INFORMATION SHOWN Start Marker

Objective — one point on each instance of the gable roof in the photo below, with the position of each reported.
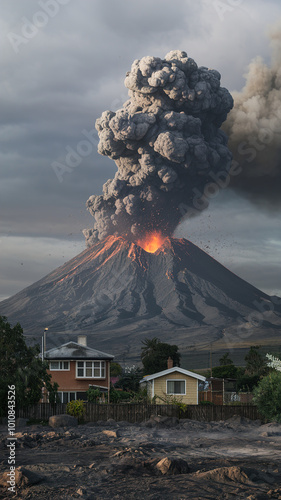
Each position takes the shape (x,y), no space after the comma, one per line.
(172,370)
(73,350)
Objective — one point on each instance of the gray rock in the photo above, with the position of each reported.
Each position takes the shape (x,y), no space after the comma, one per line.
(63,421)
(113,434)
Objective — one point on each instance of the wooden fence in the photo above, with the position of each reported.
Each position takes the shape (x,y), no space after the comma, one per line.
(136,413)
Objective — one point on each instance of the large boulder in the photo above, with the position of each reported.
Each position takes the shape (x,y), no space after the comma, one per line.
(63,421)
(22,478)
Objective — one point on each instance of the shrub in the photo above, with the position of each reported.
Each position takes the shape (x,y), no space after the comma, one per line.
(76,409)
(267,396)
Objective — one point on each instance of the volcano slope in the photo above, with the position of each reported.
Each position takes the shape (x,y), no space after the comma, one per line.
(119,294)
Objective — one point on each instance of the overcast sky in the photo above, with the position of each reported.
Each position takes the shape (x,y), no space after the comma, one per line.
(63,62)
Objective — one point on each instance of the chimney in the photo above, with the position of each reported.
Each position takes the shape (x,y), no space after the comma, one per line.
(170,362)
(82,340)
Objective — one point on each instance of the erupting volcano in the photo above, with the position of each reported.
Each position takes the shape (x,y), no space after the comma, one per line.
(167,144)
(151,242)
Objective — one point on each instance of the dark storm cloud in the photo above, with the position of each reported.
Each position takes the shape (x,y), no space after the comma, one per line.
(254,129)
(61,81)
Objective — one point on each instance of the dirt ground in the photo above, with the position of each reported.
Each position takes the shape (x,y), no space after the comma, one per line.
(109,460)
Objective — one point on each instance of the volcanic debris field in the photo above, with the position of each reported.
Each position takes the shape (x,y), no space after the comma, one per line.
(162,458)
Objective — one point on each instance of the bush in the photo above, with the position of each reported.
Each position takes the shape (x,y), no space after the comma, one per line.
(76,409)
(267,396)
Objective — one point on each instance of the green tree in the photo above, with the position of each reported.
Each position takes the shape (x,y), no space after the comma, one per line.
(255,362)
(130,380)
(225,371)
(267,396)
(155,355)
(225,360)
(22,367)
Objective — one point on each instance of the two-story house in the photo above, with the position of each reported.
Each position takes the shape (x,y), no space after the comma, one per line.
(76,367)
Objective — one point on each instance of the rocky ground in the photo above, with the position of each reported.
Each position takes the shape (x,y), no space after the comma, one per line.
(161,459)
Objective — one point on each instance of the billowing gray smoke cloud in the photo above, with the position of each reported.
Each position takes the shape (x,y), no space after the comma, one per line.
(166,143)
(254,129)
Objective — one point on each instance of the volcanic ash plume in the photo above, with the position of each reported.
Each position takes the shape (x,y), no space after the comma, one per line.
(254,129)
(166,143)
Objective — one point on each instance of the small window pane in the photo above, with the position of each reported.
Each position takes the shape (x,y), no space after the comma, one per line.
(65,397)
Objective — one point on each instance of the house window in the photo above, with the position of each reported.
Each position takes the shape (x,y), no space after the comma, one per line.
(59,365)
(176,387)
(90,369)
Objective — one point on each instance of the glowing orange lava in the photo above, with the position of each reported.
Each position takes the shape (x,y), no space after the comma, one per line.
(151,242)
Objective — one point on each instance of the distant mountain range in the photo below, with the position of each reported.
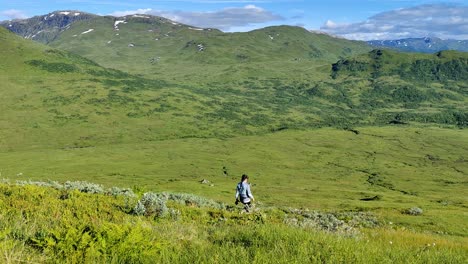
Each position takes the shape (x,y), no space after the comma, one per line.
(151,45)
(46,28)
(425,45)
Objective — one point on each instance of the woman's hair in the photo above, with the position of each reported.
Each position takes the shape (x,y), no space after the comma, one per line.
(244,177)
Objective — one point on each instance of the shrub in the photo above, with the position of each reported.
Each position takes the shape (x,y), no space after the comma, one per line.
(84,187)
(414,211)
(153,204)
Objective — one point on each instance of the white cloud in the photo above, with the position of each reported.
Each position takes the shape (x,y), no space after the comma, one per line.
(132,12)
(13,14)
(224,19)
(438,20)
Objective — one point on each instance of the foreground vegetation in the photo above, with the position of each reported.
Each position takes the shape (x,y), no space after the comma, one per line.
(69,224)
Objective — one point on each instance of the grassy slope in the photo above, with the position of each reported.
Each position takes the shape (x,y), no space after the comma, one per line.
(325,169)
(180,58)
(45,225)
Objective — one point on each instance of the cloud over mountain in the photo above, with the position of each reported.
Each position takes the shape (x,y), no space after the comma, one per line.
(437,20)
(223,19)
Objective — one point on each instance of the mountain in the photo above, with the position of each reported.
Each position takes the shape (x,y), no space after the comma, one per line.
(46,28)
(425,45)
(155,46)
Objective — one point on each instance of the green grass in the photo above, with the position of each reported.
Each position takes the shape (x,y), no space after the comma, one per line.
(318,169)
(45,225)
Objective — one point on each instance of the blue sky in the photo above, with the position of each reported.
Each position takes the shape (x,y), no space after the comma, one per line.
(354,19)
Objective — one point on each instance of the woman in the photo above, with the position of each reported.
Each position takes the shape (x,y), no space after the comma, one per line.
(243,193)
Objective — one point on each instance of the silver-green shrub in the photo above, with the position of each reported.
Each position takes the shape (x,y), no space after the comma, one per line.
(414,211)
(154,204)
(85,187)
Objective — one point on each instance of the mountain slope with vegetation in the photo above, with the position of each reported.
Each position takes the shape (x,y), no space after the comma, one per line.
(69,224)
(380,133)
(425,45)
(155,46)
(45,28)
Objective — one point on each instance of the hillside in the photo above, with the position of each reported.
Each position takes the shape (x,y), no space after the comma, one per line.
(425,45)
(78,222)
(155,46)
(371,145)
(45,28)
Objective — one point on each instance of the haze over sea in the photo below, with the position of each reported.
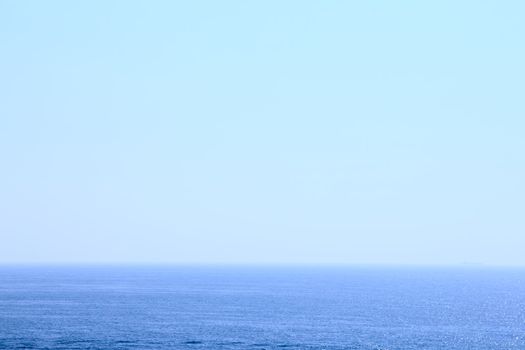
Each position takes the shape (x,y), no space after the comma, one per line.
(166,307)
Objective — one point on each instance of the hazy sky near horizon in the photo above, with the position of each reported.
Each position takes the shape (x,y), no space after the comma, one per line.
(262,131)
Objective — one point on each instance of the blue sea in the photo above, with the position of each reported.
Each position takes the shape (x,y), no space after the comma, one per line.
(162,307)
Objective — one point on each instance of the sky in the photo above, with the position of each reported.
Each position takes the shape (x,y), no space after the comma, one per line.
(262,132)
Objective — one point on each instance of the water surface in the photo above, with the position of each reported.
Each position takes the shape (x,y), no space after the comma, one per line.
(139,307)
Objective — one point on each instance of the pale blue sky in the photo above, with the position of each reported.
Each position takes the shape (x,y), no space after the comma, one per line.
(262,132)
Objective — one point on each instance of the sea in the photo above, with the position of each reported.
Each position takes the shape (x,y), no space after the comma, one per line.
(261,307)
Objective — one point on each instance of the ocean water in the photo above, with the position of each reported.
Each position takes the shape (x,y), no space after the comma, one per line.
(137,307)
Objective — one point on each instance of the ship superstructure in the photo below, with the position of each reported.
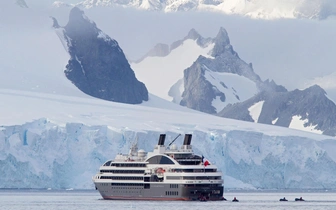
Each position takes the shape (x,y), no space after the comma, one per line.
(167,173)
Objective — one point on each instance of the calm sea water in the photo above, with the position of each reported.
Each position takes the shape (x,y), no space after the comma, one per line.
(87,200)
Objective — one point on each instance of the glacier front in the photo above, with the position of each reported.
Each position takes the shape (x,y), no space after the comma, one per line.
(44,154)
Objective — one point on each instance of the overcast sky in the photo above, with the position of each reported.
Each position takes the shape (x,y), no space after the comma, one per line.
(294,53)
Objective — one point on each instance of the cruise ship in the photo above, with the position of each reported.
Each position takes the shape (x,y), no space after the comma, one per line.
(167,173)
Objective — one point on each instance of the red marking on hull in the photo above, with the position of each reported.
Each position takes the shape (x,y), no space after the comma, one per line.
(144,198)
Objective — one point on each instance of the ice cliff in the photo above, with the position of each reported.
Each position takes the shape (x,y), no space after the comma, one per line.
(43,154)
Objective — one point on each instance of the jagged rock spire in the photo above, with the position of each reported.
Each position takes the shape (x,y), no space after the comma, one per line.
(98,66)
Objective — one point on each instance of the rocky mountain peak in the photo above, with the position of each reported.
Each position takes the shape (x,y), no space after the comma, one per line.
(193,34)
(222,43)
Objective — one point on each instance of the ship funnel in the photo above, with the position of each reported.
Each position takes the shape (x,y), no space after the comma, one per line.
(161,139)
(187,139)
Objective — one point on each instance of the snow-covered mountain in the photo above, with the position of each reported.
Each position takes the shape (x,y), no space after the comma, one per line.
(265,9)
(204,74)
(97,65)
(310,110)
(219,82)
(53,135)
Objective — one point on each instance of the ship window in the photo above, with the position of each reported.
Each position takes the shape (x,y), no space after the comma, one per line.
(159,159)
(108,163)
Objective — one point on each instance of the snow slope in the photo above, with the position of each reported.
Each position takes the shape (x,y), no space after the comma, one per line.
(174,64)
(53,136)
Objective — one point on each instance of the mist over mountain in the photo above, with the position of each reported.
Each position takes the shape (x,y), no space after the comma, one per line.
(211,85)
(52,135)
(98,65)
(264,9)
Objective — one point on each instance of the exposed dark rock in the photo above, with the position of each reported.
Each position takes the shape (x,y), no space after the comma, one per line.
(98,65)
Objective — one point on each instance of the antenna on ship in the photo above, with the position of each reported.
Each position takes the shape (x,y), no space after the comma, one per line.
(174,140)
(134,149)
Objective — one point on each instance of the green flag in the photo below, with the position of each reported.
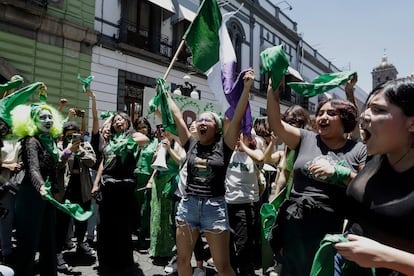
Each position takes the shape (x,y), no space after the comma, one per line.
(16,82)
(85,82)
(321,84)
(72,209)
(160,101)
(274,61)
(18,97)
(203,36)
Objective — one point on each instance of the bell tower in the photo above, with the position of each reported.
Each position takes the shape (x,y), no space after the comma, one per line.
(384,72)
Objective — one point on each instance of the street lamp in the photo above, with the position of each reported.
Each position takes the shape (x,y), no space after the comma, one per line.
(187,89)
(289,6)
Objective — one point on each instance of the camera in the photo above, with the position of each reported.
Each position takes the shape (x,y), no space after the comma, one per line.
(76,136)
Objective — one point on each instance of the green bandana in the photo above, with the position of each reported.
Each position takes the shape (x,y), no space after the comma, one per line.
(161,101)
(106,114)
(11,84)
(72,209)
(321,84)
(121,146)
(50,145)
(85,82)
(323,263)
(274,61)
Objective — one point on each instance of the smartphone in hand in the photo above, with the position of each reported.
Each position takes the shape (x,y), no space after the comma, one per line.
(76,137)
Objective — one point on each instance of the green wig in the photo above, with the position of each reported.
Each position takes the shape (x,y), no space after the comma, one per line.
(24,116)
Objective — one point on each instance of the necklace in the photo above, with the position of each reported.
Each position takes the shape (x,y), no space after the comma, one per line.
(401,158)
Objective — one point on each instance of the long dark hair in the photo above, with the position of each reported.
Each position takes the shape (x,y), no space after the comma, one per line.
(129,130)
(348,113)
(399,92)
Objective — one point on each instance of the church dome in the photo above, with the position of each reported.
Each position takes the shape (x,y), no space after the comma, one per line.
(384,64)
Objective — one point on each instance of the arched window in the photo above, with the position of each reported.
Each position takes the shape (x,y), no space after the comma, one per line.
(237,37)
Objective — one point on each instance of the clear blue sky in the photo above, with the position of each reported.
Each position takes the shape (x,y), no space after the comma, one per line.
(355,33)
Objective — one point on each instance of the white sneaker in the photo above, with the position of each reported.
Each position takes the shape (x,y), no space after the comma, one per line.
(171,267)
(199,272)
(61,263)
(210,262)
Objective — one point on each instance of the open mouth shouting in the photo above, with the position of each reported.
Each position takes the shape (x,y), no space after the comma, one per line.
(365,135)
(203,129)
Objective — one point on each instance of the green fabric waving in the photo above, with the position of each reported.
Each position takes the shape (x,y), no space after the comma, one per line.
(160,101)
(321,84)
(274,61)
(85,82)
(17,98)
(121,145)
(323,263)
(72,209)
(11,84)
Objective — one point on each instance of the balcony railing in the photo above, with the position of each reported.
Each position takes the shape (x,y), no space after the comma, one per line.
(154,42)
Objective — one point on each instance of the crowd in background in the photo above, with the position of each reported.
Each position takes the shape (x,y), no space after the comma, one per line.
(208,182)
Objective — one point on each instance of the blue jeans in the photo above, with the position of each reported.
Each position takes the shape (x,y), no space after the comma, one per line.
(203,213)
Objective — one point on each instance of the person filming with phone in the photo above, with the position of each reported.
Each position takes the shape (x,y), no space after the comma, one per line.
(77,157)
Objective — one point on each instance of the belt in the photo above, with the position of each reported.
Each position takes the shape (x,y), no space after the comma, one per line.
(75,171)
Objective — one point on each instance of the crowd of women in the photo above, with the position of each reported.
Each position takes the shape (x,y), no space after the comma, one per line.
(358,190)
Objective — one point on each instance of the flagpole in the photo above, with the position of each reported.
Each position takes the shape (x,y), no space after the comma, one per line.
(174,59)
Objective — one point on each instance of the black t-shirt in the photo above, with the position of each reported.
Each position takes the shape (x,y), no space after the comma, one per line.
(98,145)
(382,204)
(206,167)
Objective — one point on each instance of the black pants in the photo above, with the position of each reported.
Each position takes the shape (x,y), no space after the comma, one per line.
(116,211)
(245,237)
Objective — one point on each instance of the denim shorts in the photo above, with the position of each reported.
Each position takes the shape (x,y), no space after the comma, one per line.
(203,214)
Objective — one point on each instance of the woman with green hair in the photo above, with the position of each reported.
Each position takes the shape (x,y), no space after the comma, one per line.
(38,125)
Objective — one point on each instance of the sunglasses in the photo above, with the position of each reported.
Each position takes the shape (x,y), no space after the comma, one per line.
(330,112)
(205,120)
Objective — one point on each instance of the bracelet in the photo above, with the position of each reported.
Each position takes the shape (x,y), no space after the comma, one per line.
(341,173)
(67,153)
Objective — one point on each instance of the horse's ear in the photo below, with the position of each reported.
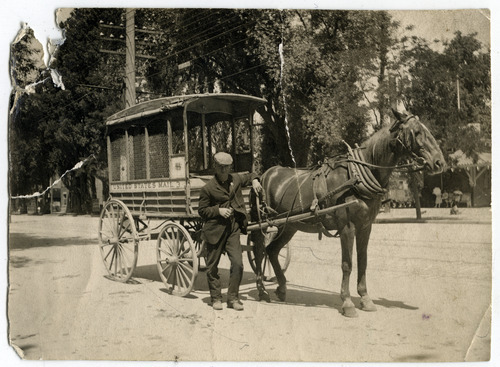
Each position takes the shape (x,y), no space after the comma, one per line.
(398,115)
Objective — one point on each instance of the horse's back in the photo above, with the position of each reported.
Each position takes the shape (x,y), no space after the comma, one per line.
(287,188)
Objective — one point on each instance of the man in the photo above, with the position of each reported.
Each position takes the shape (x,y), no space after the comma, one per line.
(223,210)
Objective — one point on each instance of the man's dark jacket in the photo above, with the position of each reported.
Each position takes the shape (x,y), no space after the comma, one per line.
(214,196)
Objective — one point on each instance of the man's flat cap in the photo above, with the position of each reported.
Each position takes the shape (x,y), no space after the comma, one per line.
(223,159)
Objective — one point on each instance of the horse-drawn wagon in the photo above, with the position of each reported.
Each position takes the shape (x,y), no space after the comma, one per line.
(158,160)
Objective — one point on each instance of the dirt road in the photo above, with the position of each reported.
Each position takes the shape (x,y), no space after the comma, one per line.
(431,283)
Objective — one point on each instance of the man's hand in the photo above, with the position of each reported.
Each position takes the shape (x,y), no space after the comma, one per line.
(256,185)
(226,212)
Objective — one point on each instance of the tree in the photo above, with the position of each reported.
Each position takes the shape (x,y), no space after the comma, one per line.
(451,91)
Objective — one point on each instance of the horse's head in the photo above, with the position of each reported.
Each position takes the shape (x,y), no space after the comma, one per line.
(416,141)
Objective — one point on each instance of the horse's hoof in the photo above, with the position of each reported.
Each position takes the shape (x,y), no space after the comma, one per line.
(281,294)
(349,311)
(368,305)
(264,296)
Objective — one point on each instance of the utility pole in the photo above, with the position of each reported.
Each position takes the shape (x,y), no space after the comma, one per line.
(129,90)
(130,58)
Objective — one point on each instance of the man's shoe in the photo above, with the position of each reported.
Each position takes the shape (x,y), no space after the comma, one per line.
(217,305)
(237,305)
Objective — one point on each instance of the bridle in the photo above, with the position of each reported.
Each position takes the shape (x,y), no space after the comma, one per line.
(406,145)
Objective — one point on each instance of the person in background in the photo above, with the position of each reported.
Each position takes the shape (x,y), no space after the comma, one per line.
(445,198)
(223,211)
(437,193)
(457,197)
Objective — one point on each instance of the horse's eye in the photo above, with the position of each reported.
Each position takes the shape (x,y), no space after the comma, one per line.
(420,139)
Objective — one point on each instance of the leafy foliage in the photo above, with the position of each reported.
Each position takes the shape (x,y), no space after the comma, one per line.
(439,81)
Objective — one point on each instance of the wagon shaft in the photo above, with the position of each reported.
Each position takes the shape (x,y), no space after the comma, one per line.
(278,222)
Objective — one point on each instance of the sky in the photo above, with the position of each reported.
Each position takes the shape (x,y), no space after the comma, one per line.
(39,15)
(442,25)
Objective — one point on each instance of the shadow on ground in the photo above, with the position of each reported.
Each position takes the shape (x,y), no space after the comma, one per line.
(21,241)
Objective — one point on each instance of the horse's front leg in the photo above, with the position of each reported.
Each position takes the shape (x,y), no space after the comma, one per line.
(259,254)
(347,243)
(362,238)
(273,251)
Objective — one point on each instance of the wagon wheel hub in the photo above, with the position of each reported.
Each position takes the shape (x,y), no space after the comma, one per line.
(173,259)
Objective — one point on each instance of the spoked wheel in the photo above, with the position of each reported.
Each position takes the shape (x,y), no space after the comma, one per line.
(284,258)
(194,227)
(118,240)
(176,259)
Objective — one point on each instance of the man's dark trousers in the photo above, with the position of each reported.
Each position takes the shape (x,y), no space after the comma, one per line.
(229,242)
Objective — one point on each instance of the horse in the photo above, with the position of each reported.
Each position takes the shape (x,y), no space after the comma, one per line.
(359,179)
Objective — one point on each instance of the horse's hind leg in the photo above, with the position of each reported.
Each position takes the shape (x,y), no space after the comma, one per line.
(259,253)
(273,251)
(347,242)
(362,238)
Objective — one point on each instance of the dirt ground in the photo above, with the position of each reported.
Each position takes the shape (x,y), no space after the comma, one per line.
(431,282)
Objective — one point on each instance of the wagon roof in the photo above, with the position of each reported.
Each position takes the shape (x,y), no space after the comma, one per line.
(157,106)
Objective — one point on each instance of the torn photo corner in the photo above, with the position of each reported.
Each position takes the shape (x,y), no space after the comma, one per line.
(360,126)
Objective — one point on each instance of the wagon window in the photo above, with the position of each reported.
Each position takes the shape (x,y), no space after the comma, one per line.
(195,147)
(243,150)
(177,142)
(137,153)
(118,156)
(221,137)
(158,150)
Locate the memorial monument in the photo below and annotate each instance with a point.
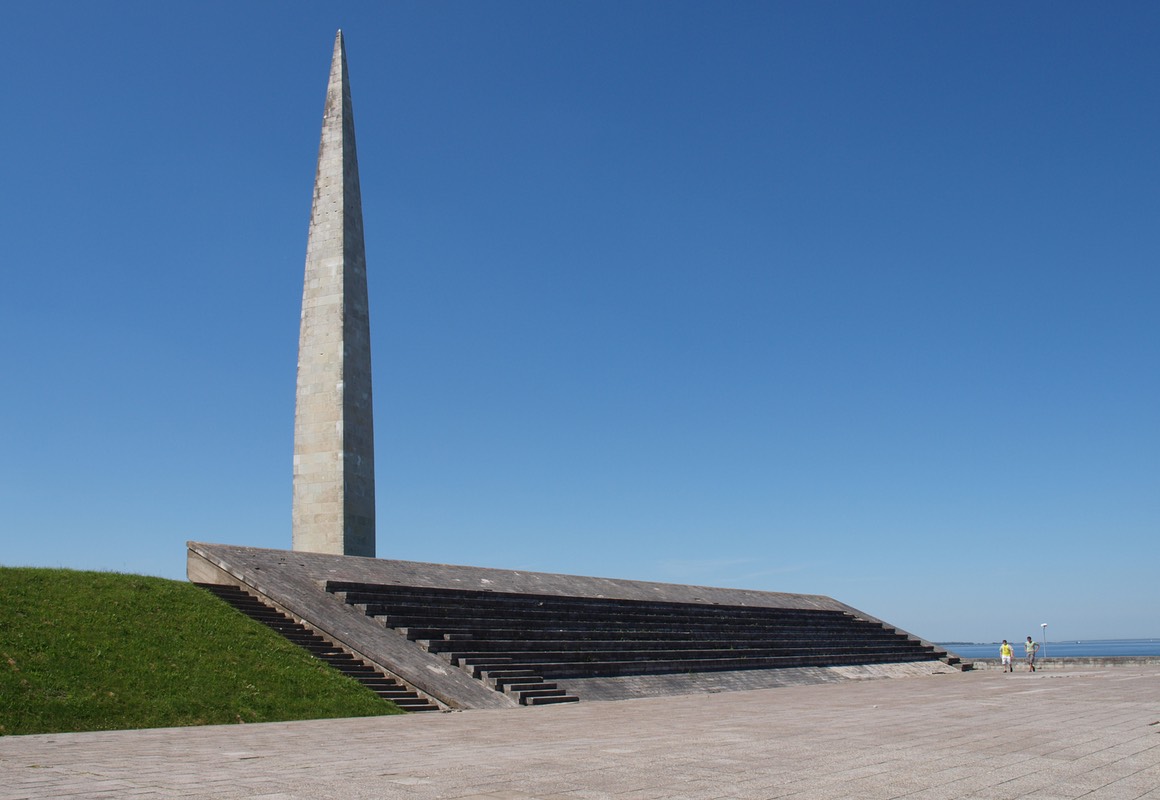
(334, 438)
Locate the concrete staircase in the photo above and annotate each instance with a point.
(350, 666)
(523, 644)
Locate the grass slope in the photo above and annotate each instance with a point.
(82, 651)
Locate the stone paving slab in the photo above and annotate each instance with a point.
(1092, 734)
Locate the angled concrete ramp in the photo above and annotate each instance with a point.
(480, 638)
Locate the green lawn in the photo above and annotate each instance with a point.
(84, 651)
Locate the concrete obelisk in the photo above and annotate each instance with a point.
(334, 438)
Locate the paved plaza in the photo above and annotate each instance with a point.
(1092, 733)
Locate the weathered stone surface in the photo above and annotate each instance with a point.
(334, 440)
(295, 582)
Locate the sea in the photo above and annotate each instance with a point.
(1070, 648)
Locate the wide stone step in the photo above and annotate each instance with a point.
(535, 659)
(435, 627)
(340, 660)
(456, 634)
(622, 668)
(483, 647)
(459, 598)
(522, 617)
(550, 700)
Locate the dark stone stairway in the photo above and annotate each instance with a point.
(521, 644)
(350, 666)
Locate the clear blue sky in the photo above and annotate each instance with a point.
(848, 298)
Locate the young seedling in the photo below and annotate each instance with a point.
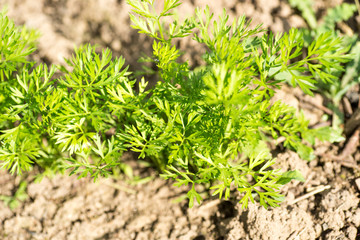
(209, 125)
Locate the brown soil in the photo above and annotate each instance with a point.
(66, 208)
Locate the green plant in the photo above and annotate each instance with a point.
(343, 80)
(209, 125)
(19, 196)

INFORMATION SHOWN End Marker

Retype the portion of the data above that starts on the line with "Objective — one point on each instance of the green tree" and finishes on the line with "Objective — one point on each instance of the two-story", including both of those lines.

Objective — one point on each instance of the green tree in the photo above, with the position of each reported.
Each position takes the shape (x,y), no space after the comma, one per line.
(255,362)
(130,380)
(225,371)
(267,396)
(155,355)
(225,360)
(22,367)
Objective — one point on each instance of the two-story house in the photo above, with the position of each reported.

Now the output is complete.